* Selected excerpt
------

A new study has found a link between depression and reduced bone mass in pre-menopausal women.
The National Institutes of Health (NIH) and the National Institute of Mental Health (NIMH) have just released a study that has found that women who suffer from even mild depression have less bone mass than women who are not depressed. Thin bones are a key factor in the development of osteoporosis.
The study was published in the November 26 issue of the “Archives of Internal Medicine.”
Researchers found that the hip bones of 17 percent of the depressed women who participated in the study were significantly thinner than those of their non-depressed counterparts. In women who develop osteoporosis, the hips are particularly vulnerable; fractures of the hip are a leading cause of disability, even death, among older women. Twenty percent of the depressed women in the study—compared to only 9 percent of those who were not depressed—had decreased bone mass in their lower spines as well.
"Depression generally isn't on clinicians' radar screens as a major risk factor for osteoporosis, particularly for premenopausal women. It should be," said Giovanni Cizza, MD, PhD, MHSc, who lead the research team.
The NIH study, which included participants as young as 21 years old up to 49 years old, found that the deleterious effects of depression on bones is happening not just to older women—who generally are more at risk for developing osteoporosis. Even the youngest among the study participants were affected.
This finding is particularly disconcerting against other research conducted by the NIMH that found that girls between the ages of 11 and 13 are more likely to suffer from depression than boys, and by age 15, girls are twice as likely as boys to have suffered at least one major depressive episode.

------

* The data
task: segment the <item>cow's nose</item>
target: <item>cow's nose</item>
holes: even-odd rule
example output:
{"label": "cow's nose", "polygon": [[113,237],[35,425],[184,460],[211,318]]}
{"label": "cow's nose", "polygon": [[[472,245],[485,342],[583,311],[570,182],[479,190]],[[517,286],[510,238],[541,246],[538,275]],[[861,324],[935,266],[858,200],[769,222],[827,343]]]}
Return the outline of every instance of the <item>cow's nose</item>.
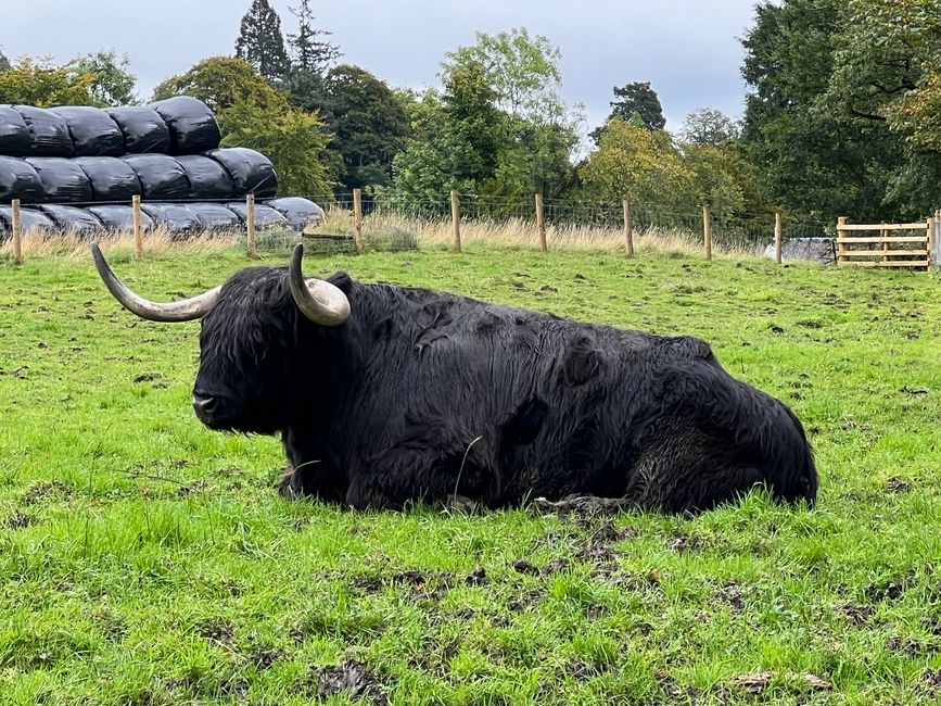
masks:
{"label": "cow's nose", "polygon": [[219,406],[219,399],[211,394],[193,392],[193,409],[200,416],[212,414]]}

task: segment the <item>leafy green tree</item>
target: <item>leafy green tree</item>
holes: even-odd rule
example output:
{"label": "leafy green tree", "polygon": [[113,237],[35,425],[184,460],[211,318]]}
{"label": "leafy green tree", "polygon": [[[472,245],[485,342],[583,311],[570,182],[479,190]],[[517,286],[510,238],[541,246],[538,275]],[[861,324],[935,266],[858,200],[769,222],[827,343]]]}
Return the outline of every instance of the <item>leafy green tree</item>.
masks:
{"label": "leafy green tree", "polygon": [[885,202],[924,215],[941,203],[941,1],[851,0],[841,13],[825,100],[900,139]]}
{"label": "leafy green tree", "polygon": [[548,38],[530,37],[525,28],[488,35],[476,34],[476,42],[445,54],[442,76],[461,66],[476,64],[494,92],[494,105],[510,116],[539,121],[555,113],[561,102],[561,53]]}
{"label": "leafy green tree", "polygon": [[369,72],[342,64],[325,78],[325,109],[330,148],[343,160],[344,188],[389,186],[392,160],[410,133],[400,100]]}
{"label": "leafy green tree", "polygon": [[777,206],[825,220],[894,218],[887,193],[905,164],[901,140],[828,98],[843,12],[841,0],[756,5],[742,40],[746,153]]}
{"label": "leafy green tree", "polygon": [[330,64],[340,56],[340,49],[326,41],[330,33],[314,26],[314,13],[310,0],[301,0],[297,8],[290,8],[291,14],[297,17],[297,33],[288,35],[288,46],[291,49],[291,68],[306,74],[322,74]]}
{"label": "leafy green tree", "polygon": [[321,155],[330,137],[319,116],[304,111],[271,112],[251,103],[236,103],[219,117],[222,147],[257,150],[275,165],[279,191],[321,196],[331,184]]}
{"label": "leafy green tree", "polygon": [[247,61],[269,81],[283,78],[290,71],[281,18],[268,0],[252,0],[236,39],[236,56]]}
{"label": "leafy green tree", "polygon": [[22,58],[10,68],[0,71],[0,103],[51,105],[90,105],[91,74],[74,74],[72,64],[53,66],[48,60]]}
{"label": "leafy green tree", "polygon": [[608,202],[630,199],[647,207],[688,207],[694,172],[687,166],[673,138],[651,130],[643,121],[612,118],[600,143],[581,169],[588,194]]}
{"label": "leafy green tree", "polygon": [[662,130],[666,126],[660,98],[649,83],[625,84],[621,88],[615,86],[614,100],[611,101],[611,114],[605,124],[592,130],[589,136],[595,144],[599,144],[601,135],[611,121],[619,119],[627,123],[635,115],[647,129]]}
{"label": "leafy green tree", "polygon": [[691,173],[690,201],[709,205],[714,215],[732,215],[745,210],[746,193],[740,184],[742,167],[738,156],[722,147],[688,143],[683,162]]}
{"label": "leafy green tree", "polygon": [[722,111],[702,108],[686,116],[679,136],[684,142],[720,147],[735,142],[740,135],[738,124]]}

------

* About this task
Carry on the article about depression and bone mass in premenopausal women, starting after its final paragraph. The data above is from a separate source and has no connection to the article.

* Answer area
Depression stands out in the NIH study as the single factor that has this effect, even when compared to other known risk factors in this cohort, including smoking, less physical activity, and low levels of calcium intake.
Even more alarming, the severity of a woman’s depression did not seem to play a significant role in relation to her increased bone loss, say the NIH researchers. While each of the depressed women who participated had recently suffered a depressive episode, even women with mild to moderate depression were losing bone at a faster rate than those who were not depressed.
Thinning bones is a fact of growing older—not even geriatric, just older than adolescence, when bone formation peaks. Following that high point, bones start to thin. Smoking, having an eating disorder, and not getting enough calcium all help quicken the pace of bone loss. Following menopause, with the loss of estrogen, the pace for women speeds up even faster, leading to osteoporosis. The NIH estimates that about 20 percent of American women have the disease.
However, because the bone loss happens at a gradual pace through life anyway, and the effects of the disease of osteoporosis aren’t seen, usually, until a woman suffers a fracture, many women do not know they are affected.
This recent study enters a growing body of research showing the enormous impact of depression on health. Researchers from the World Health Organization, in a study published in the Lancet in September 2007, assert that depression alone may be the world’s single worst malady, even after illnesses like heart disease and other chronic conditions are considered. People who suffer heart disease, diabetes and other debilitating illnesses also fare much worse if they also suffer from depression, the study found.